Quote, word for word, every line starting at the line that contains "of the woman's" and ending with the last line of the records; include both of these lines and no others.

— start GIVEN INFORMATION —

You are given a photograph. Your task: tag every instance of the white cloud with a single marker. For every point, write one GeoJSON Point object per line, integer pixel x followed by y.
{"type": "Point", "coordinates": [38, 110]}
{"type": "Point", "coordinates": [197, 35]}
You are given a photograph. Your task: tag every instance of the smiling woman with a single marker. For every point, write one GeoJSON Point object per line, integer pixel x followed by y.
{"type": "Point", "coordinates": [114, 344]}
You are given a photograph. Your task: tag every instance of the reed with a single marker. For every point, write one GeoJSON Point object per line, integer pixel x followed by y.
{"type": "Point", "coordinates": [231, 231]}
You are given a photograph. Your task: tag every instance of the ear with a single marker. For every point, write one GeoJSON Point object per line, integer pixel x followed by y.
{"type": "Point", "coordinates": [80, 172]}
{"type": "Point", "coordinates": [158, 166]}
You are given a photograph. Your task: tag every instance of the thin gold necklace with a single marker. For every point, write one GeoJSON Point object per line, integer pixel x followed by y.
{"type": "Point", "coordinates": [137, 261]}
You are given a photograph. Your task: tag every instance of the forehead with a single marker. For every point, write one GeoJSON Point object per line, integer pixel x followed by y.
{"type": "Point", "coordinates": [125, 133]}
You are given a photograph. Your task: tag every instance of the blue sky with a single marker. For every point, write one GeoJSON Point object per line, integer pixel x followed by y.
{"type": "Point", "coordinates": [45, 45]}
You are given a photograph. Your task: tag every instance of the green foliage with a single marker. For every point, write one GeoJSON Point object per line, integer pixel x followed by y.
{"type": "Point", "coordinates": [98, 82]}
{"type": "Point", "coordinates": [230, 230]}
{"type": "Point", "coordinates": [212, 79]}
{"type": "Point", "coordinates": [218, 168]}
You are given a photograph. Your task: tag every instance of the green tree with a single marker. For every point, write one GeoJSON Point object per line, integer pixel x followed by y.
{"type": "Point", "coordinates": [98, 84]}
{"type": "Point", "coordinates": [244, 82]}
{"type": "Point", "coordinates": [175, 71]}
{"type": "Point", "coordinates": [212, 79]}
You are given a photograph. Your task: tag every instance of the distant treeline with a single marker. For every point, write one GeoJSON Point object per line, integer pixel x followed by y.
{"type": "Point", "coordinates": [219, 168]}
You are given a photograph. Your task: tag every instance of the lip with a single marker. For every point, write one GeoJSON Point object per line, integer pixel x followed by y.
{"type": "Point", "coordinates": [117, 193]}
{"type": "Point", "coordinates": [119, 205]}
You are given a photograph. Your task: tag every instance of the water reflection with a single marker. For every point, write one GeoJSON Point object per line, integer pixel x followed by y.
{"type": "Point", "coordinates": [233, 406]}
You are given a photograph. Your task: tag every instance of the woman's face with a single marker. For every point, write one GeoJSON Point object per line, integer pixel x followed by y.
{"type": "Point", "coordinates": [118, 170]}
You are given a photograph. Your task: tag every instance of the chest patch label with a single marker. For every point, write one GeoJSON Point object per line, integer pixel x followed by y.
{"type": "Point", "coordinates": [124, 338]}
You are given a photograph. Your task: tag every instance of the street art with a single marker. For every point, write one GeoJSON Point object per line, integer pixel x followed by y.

— end GIVEN INFORMATION —

▸ OUTPUT OF THE EXERCISE:
You are given a photograph. Your task: tag every instance of the woman's face with a single marker. For every point, write one GeoJSON Point object per line, integer pixel x followed by y.
{"type": "Point", "coordinates": [118, 170]}
You are given a photograph. Your task: tag every instance of the chest patch label with a single marker. For every point, write one GeoJSON Point object per line, integer pixel x followed by y.
{"type": "Point", "coordinates": [124, 338]}
You are given a photograph. Your task: tag every instance of the street art with a single marker. For every point, write one GeoJSON Point object per line, integer pixel x followed by y.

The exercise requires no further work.